> [Selected excerpt]:
---+---

If you want an empty flat, see a Derek

Curmudgeonly councillor hastens the Townsend

In September 2007, Dacorum Borough Council's Development Control Committee granted my next-door neighbour planning consent to demolish his property and build a terrace of three, three-storey houses approximately 1.5 metres (less than four feet) from the wall of my home. If built, the development would be significantly higher than the two-storey house in which I live. It would result in my back garden being overlooked, my light being blocked and cars parking within ten feet of my front bedroom window. The front garden would be entirely lost to hard standing. In these days of mass car ownership, six car parking spaces are unlikely to satisfy the demand generated by three three-bedroom houses. The existing single dwelling has regularly had between four and six cars parked in its drive in the recent past.

As you may be aware, the government has decreed that the south east of England must be crammed with expensive new houses, even though the region has insufficient water during drier summers to supply the houses it already has. Where possible, new building is required to be on "Brownfield sites", most of which are actually gardens. If a council refuses planning permission, the developer can appeal. If the appeal court judge rules that the council has not acted in accordance with government policy, he will overturn the decision, allow the development and order the council to pay the legal costs of both sides with Council Tax payers' money. If, however, planning permission is wrongly granted, neighbours have no right of appeal, unless they can afford a Judicial Review costing upwards of £40,000. As is usual in local government, the system is designed to serve the rich, not the just.

So was Dacorum Borough Council honest about the reasons why it could not refuse permission for this development? Of course not. Honesty is not the way of Dacorum Borough Council.

Planning Officer Jackie Ambrose provided the Development Control Committee with a report recommending that planning permission for the development be granted. This made no mention of Government Planning Policy Guidance. It looked more like the output of a property developers' agent than that of a professional planning officer paid by the taxpayer to serve the public. It was also a sloppy piece of work containing a succession of factual errors.

The officer's report stated that "this scheme will reintroduce the public footpath in front of the site" and "would create a continuous footpath down this side" of the street. There has never been a public footpath in front of the site during the thirty nine years that I have lived next door. This scheme will not create a footway along this side the road, except for the few yards along the front of the site.

The report contained a ludicrous claim that parking within ten feet of my front bedroom window would cause no more noise than parking in the street, which is at least twenty feet away.

The report described "a high trimmed privet hedge" at the front boundary of the site. The privet was taken out more than fifteen years ago and replaced by Cupressus leylandii. Did Mrs. Ambrose take the trouble to visit the site, or did Mrs. Ambrose rely upon outdated information collected at the time of a previous planning application, when the street contained four fewer dwellings and no nursery school was using the street for access?

The report also described a block of flats at the foot of the road as "nine elderly persons' flats". The flats are not elderly persons' dwellings. Most of the residents are far from elderly, and would be entitled to feel insulted by this description. Sadly, the neighbours are well used to being insulted by the incompetent and dishonest officers of Dacorum Borough Council, and by the cowardly councillors who insist that the officers are always right.

---+---

> [Exercise]: Write out everything in the planning complaint above from "Curmudgeonly councillor hastens" down to "the recent past.", word for word.

> [Record set]:

---+---

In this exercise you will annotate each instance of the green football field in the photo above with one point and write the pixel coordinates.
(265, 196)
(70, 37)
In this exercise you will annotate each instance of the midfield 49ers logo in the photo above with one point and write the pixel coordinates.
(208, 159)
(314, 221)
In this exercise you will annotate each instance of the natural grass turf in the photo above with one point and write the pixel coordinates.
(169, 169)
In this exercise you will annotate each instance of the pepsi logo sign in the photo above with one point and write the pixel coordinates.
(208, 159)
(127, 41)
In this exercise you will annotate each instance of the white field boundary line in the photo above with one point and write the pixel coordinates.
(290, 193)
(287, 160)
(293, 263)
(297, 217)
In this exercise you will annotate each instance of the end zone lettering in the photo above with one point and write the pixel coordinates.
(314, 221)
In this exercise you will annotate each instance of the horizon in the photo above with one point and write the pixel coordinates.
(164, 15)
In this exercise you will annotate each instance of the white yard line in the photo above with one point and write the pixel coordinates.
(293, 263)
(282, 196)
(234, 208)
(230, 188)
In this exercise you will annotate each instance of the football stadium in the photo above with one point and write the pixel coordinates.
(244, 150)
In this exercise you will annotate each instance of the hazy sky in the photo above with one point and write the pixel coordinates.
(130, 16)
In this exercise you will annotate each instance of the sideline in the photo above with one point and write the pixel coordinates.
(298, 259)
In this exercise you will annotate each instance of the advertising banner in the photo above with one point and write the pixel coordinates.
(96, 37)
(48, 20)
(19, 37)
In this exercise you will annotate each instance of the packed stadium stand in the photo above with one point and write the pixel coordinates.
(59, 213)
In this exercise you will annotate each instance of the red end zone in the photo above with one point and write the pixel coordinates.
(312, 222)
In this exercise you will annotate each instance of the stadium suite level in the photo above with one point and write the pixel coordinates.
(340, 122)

---+---

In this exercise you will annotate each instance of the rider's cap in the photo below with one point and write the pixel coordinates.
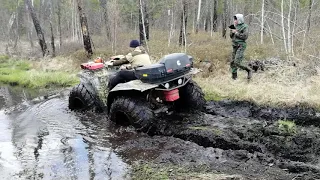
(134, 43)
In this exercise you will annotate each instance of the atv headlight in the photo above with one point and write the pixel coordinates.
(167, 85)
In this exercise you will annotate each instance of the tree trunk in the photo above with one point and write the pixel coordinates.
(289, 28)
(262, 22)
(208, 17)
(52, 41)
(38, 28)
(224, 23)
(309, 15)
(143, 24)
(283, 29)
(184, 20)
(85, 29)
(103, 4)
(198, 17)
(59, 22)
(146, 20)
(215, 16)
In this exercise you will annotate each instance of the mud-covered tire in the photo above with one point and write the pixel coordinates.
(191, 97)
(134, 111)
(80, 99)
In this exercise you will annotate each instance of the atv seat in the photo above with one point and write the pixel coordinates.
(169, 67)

---+---

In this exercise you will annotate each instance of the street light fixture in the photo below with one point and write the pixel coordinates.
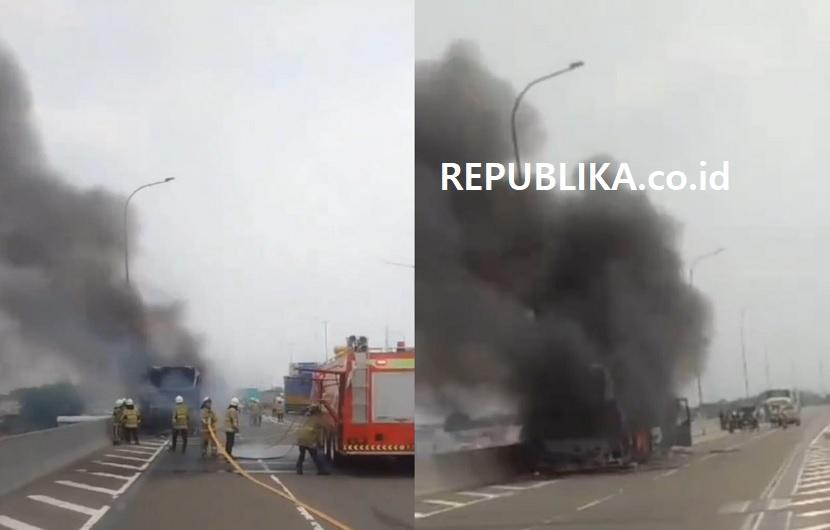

---+---

> [Response]:
Curmudgeonly councillor hastens the Townsend

In September 2007, Dacorum Borough Council's Development Control Committee granted my next-door neighbour planning consent to demolish his property and build a terrace of three, three-storey houses approximately 1.5 metres (less than four feet) from the wall of my home. If built, the development would be significantly higher than the two-storey house in which I live. It would result in my back garden being overlooked, my light being blocked and cars parking within ten feet of my front bedroom window. The front garden would be entirely lost to hard standing. In these days of mass car ownership, six car parking spaces are unlikely to satisfy the demand generated by three three-bedroom houses. The existing single dwelling has regularly had between four and six cars parked in its drive in the recent past.